PASSAGE PROVIDED:

Why not devise a trial process and declare Al Hol an international prison?

RASHMEE ROSHAN LALL April 23, 2019

Uncertain future. Civilians evacuated from the ISIS holdout of Baghouz wait at a screening area in the eastern Syrian province of Deir ez-Zor, March 5. (AFP)

At the weekend, a truly horrible report appeared in The Washington Post. It said that “a militant band of women loyal to the Islamic State is terrorizing others who fled the battlefront for this sprawling camp in northeastern Syria”.

Those women, the Post added, were demanding that others “adhere to the strict codes once enforced by the group and creating a vexing problem for the Kurdish-led forces controlling the site.”

They were, it said, “threatening those they consider impious, brandishing knives, spitting and throwing stones at them, and even burning down their tents. Intelligence officials say Islamic State loyalists also have formed cells inside the camp to mete out punishment in a more systematic way.”

In fact, the women have apparently also targeted health staff and aid workers, calling them “infidels” and (in a variation on Julian Assange’s reported behaviour in the Ecuadorian embassy) thrown excrement at people working to make their lives more comfortable. They have also tried to attack inmates who expressed regret about joining the caliphate.

I mention the Post report because it has enormous significance for what happens here on in. A UN envoy recently asked the various countries to which the ISIS families belong to take back their citizens. That means those women in Al Hol refugee camp, some of whom were reportedly terrorising other refugees deemed insufficiently pious.

GIVEN MATERIAL:

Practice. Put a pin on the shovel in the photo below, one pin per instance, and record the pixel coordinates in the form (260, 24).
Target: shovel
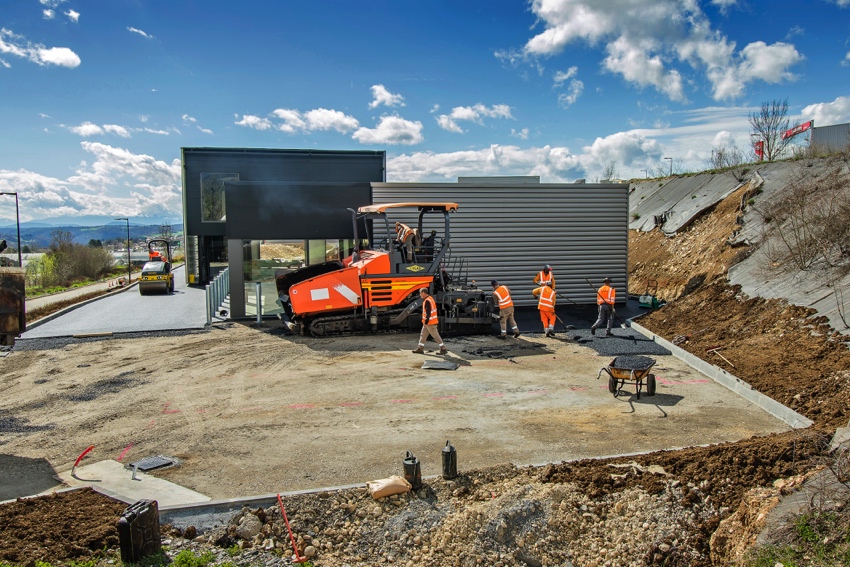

EXERCISE BRIEF: Could you repeat the part of the article about Al Hol starting with "Those women, the" and going on through "joining the caliphate.", swapping "knives" for "sticks"? The lines have nothing to do with the article about Al Hol.

TASK SOLUTION:
Those women, the Post added, were demanding that others “adhere to the strict codes once enforced by the group and creating a vexing problem for the Kurdish-led forces controlling the site.”

They were, it said, “threatening those they consider impious, brandishing sticks, spitting and throwing stones at them, and even burning down their tents. Intelligence officials say Islamic State loyalists also have formed cells inside the camp to mete out punishment in a more systematic way.”

In fact, the women have apparently also targeted health staff and aid workers, calling them “infidels” and (in a variation on Julian Assange’s reported behaviour in the Ecuadorian embassy) thrown excrement at people working to make their lives more comfortable. They have also tried to attack inmates who expressed regret about joining the caliphate.